_Exercise task_:
In the passage on Smart Bidding, rewrite the part that opens with the words "In fact, those" and closes with "executing on them.", swapping "competitors" for "rivals".

Google’s Smart Bidding is undoubtedly better than many of those old third-party solutions. The machine learning often works well so that mistakes are overcome and patterns are recognized. Google has more access to complex behavioral data, so the tools might be able to bid in a more sophisticated way on each user session using a regression analysis. (Whether it’s fair for Google and Google alone to be able to leverage these behavioral points can be a question someone else takes up with regulators.)
So Who’s Smarter?
Using bid rules or filters (which require some brain work, but not fingers-falling-off, eyes-falling-out drudgery), you can sweep through hundreds or thousands of keywords meeting certain parameters and bid them accordingly. You can also adjust seasonally (or for other reasons) quite nimbly when it comes to general aggressiveness levels. In fast-moving seasons, there is often too much at stake to cede control to a “still learning” algorithm based on promises and models. (Nassim Taleb has choice words for those who risk others’ money and health with blind acceptance of models: “Intellectual Yet Idiot” (IYI)).
Sure, I’ll agree that Smart Bidding has worked for us in specific cases, but it’s no panacea. When we are able to turn it on, yes, our powers of analysis will be freed up for other things. And as I mentioned earlier, “there are many other things.”
In fact, those other things are so important, and so impossible for the machines to initiate or “think about” like people, that you’re probably not going to have good outcomes at all with Smart Bidding unless you’re quite professional – indeed, much better than your competitors – at planning and executing on them.
Here are a few:
- Account structure. How any bid strategy works depends on how you set things up. Bid strategies work on aggregates, not on tiny bits of data, since they aim for aggregate targets. Well, how big are the aggregates? How do you know if there would be any way to improve on the performance of a given ad group or campaign? What campaign types are being used? How many campaigns?

_Supplied data_:

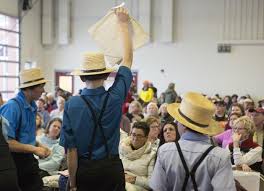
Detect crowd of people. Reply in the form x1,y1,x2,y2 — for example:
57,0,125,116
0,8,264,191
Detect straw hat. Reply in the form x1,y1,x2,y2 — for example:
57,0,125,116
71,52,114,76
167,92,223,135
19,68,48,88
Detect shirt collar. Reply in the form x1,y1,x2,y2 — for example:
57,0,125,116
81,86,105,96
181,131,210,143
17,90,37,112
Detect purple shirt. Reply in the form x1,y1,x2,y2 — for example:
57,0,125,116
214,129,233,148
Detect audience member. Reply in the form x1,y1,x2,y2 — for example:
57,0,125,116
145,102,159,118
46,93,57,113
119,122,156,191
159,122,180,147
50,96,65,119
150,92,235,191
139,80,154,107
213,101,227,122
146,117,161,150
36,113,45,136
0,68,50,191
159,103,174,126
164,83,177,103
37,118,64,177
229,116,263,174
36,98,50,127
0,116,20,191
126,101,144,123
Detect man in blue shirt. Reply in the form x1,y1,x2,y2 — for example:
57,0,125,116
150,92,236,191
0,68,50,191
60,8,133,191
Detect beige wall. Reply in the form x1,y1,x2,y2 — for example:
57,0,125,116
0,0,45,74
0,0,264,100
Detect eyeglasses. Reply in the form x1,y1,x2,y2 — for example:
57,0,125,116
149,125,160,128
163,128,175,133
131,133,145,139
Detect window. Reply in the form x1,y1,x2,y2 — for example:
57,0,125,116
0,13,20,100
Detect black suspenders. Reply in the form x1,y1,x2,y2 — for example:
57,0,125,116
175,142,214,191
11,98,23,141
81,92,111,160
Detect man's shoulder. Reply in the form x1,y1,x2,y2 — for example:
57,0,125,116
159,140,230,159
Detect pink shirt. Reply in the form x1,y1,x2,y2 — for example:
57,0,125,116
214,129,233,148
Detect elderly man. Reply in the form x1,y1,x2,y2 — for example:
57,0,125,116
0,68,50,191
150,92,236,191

_Solution to this exercise_:
In fact, those other things are so important, and so impossible for the machines to initiate or “think about” like people, that you’re probably not going to have good outcomes at all with Smart Bidding unless you’re quite professional – indeed, much better than your rivals – at planning and executing on them.